§ REQUIREMENTS
[1] Answer these questions about the article on measuring the value of PR:
(a) How many people does the article say are employed in the UK's public relations industry?
(b) Which PR agency is Mike Lord a director at?
(c) Who is named as the founder of Six Sigma Public Relations?
[2] Continue the article on measuring the value of PR from the point where it ends.

:: SELECTED EXCERPT ::

Does PR produce results?
by Philip Smith - Saturday, 15th September 2007 -
What is the ROI on PR?
If everyone applied the old saying, “if you can’t measure it, you shouldn’t do it”, then a large percentage of the 48,000 people employed in the UK’s public relations industry would be getting worried.
As a finance director, you always want to understand the return on investment you make in any area of your business. But PR?
What is the value of a mention in a trade mag or on some web site? At least you can track ads or direct mail.
Even if you’re not already questioning your PR spend, the industry is concerned enough to be working on a bunch of new metrics to prove itself.
This all started some time ago, when the Institute of Public Relations set about analysing how its members measured their work.
But the analysis it carried out painted a very mixed picture of the commitment to, and quality of, the measurement of public relations activity.
At the same time, research by The Survey Shop found that marketing directors were evenly divided on the best means of showing how PR aids the development of a business.
Half of respondents said that PR’s contribution cannot be discretely and exactly measured; the other half that means of measuring the value of PR do exist.
Of course, it’s possible that the first half might have recognised that PR plays only one part on a busy stage – and that an audience of disparate parties was being simultaneously informed and influenced in different ways by the whole marketing and communications show. Either that or they simply rely on “gut feel” to value PR activity.
“It’s very difficult to prove which bit [of marketing] delivers which result,” says Mike Lord, a director at PR agency Broadgate.
“In any form of measurement there is an intangible element, but I can’t emphasise enough how crucial it is that PR agencies measure their activity – and that clients do it as well.”
Those marketing directors who did feel they could measure the value of PR were divided on the ideal method. Half felt PR should be measured against sales, leads, visits or positive feedback.
The other half was split between measuring media coverage or measuring changes in awareness and opinion about a company and its products.
These findings backed up the research from the CIPR which found a clear division between a significant minority of communication directors who said PR benefits could not, and probably should not, be comprehensively measured; and a majority who believed in tangible assessment and reporting.
For this majority, the issue also came down to choosing the methods and forms of assessing this return on investment.
“There’s no consistency across the PR profession about how you measure what we do,” says Chris Genasi, chief executive of Eloqui Public Relations and last year’s president of the CIPR.
“It’s not that there aren’t ways of doing it – it’s more that best practice isn’t shared. It ranges from doing nothing at all to those that invest quite a lot in measuring the impact through media evaluation and audience research.”
So if you, as FD, asks the marketing director for a clear indication of the return on investment for the PR budget, there is unlikely to be a single, agreed figure available – assuming one can be calculated in the first place.
Where that leaves any attempt you make to benchmark performance is anyone’s guess. Perhaps that’s why you might not be as demanding as you should be when reviewing results of PR activities.
“Some FDs can be satisfied with unsatisfactory measures because all they know is numbers,” says Andy Turner, founder of Six Sigma Public Relations.
He suggests there is the need for an education process on both sides, so that FDs and their teams begin to understand what is achievable – and what is measurable.

:::
:: DATASET ENTRIES ::

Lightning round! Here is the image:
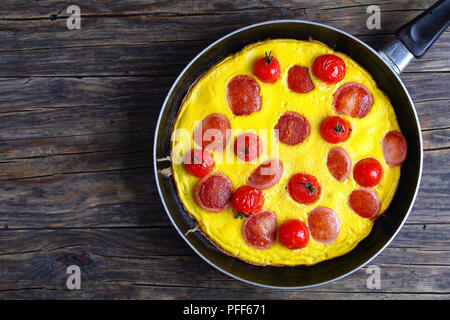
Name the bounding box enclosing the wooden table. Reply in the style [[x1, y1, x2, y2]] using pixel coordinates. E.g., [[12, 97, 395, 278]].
[[0, 0, 450, 299]]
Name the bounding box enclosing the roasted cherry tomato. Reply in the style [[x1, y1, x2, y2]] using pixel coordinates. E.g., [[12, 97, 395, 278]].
[[183, 149, 214, 178], [278, 219, 309, 250], [353, 158, 383, 187], [320, 117, 350, 143], [288, 173, 320, 204], [313, 54, 345, 84], [231, 186, 264, 216], [234, 132, 262, 161], [254, 51, 281, 83]]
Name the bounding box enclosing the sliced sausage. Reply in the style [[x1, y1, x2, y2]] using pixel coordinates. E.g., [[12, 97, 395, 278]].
[[287, 65, 314, 93]]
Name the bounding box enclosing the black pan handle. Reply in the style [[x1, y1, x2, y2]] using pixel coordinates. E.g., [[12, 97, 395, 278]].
[[379, 0, 450, 73], [396, 0, 450, 58]]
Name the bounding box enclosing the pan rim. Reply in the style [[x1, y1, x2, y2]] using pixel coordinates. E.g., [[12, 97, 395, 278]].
[[153, 19, 423, 290]]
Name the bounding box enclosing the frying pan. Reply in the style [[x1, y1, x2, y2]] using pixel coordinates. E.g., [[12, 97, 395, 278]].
[[153, 0, 450, 288]]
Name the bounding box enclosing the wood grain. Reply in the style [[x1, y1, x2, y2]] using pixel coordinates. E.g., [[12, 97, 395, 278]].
[[0, 0, 450, 300]]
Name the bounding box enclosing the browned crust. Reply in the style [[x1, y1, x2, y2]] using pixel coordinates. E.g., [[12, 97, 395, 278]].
[[170, 38, 398, 267]]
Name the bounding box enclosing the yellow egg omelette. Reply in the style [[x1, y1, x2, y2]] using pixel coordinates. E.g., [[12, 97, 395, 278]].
[[171, 39, 400, 266]]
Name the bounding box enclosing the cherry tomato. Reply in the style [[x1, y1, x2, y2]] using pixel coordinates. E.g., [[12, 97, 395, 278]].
[[320, 117, 350, 143], [313, 54, 345, 84], [234, 132, 262, 161], [183, 149, 214, 178], [254, 51, 281, 83], [353, 158, 383, 187], [278, 219, 309, 250], [231, 186, 264, 216], [288, 173, 320, 204]]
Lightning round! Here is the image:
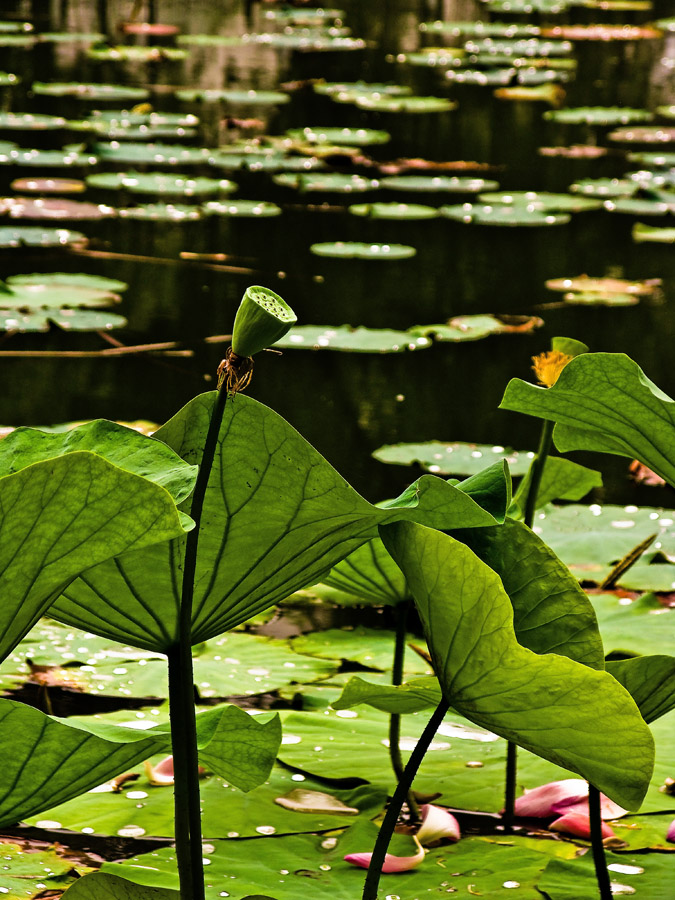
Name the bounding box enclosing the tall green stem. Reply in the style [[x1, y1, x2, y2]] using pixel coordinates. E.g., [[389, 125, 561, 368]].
[[167, 390, 227, 900], [502, 421, 555, 832], [588, 784, 612, 900], [363, 698, 450, 900], [389, 598, 419, 822]]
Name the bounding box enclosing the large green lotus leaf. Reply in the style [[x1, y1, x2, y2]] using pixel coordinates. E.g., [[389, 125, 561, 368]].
[[501, 353, 675, 485], [103, 822, 560, 900], [538, 853, 675, 900], [511, 456, 602, 515], [448, 519, 604, 668], [0, 448, 193, 659], [373, 441, 534, 475], [28, 766, 387, 840], [591, 594, 675, 656], [0, 841, 88, 900], [380, 522, 654, 809], [607, 656, 675, 722], [51, 393, 495, 650], [291, 625, 429, 673]]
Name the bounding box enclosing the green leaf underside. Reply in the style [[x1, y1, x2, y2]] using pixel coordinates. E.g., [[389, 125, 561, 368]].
[[381, 523, 654, 809], [501, 353, 675, 485], [0, 454, 193, 659], [453, 519, 604, 669], [0, 700, 281, 825], [51, 393, 495, 650]]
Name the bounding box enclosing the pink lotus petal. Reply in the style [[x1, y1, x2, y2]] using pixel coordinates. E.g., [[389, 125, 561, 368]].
[[515, 778, 588, 819], [417, 803, 461, 844], [549, 813, 616, 840], [345, 847, 425, 875]]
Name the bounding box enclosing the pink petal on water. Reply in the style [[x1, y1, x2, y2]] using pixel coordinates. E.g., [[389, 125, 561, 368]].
[[417, 803, 461, 844], [515, 778, 588, 819]]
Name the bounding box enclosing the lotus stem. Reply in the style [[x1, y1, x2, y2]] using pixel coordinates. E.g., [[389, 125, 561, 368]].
[[363, 698, 452, 900], [588, 784, 612, 900]]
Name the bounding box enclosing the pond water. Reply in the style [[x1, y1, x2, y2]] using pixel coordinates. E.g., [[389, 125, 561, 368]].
[[0, 0, 675, 505]]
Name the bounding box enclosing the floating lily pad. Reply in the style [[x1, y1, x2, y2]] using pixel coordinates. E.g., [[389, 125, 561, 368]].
[[117, 203, 202, 223], [10, 178, 86, 194], [0, 197, 115, 222], [570, 178, 639, 198], [355, 94, 457, 114], [380, 175, 499, 194], [7, 272, 128, 294], [445, 67, 516, 87], [478, 191, 602, 212], [372, 441, 534, 476], [633, 222, 675, 244], [273, 172, 380, 194], [203, 200, 282, 219], [0, 225, 86, 249], [419, 21, 541, 38], [309, 241, 417, 262], [95, 141, 213, 166], [409, 315, 544, 341], [0, 148, 98, 169], [544, 106, 654, 125], [87, 172, 237, 199], [275, 325, 431, 353], [0, 112, 68, 131], [349, 203, 438, 220], [440, 203, 570, 228], [176, 89, 291, 106], [87, 44, 188, 62], [31, 81, 150, 101], [286, 126, 390, 147], [609, 125, 675, 144]]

:::

§ RESPONSES
[1]
(a) 48,000
(b) Broadgate
(c) Andy Turner

[2]
“Finance people aren’t known for their understanding of PR, but marketing people still need to talk with them,” he says.
Some FDs have made this mutual understanding a priority. Mark Currie is finance director at Management Consulting Group, which has started evaluating its marketing effectiveness.
“As an organisation we’ve moved a long way forward in measuring the returns we get from marketing – and on the PR side we are getting there,” he says. “But we’re not where we ultimately want be just yet.”
Currie says there are two distinct parts to his company’s PR programme. The first is to promote its brands – in this case the two management consultancies, Proudfoot and Parson – to their customers and potential recruits.
The second is to promote the holding company to investors and other consultancies that might be interested in joining the group.
He estimates that around 20 per cent of the total marketing budget goes on PR, and within that 80 per cent is spent on the brands and 20 per cent on investor work. Measuring the inputs, of course, is the easy bit. The impact, the return on that investment, is the challenge.
“We’ve drawn up a picture of what we think PR success looks like – but I think a lot of companies get to that level, and it still ends up in words,” says Currie.
He wants to break down that picture into figures that can be measured. “We have gone some way towards granulating things: we measure the number of quotes we get against competitors, for instance, but that still leaves us at the level of measuring the outputs rather than the outcome.
“We are not, at the moment, measuring the impact on customers of seeing our name in the press.”
There are several methods for evaluating the extent of your media coverage, ranging from simply adding up the number of times your company is mentioned in the press through to calculations that incorporate the volume, quality and audience reach.
It is also possible to measure “share of voice” in the media compared to your competitors.
There have been attempts to equate coverage with a notional advertising cost – “advertising value equivalent” or AVE – because this will produce a monetary value for the coverage.
PR practitioners like AVE because they believe that, as an FD, you’ll only be able to think in monetary terms. But according to Mike Lord, AVE is a very blunt tool.
“The norm across the PR industry is to add an ‘influencing’ factor because a third party opinion is more influential than the company paying for an advert,” he says.
“But if there is a piece of poor coverage, and you then measure that at three times the advertising rate – well it’s nonsense. So you have to evaluate the quality of the coverage as well as the volume.”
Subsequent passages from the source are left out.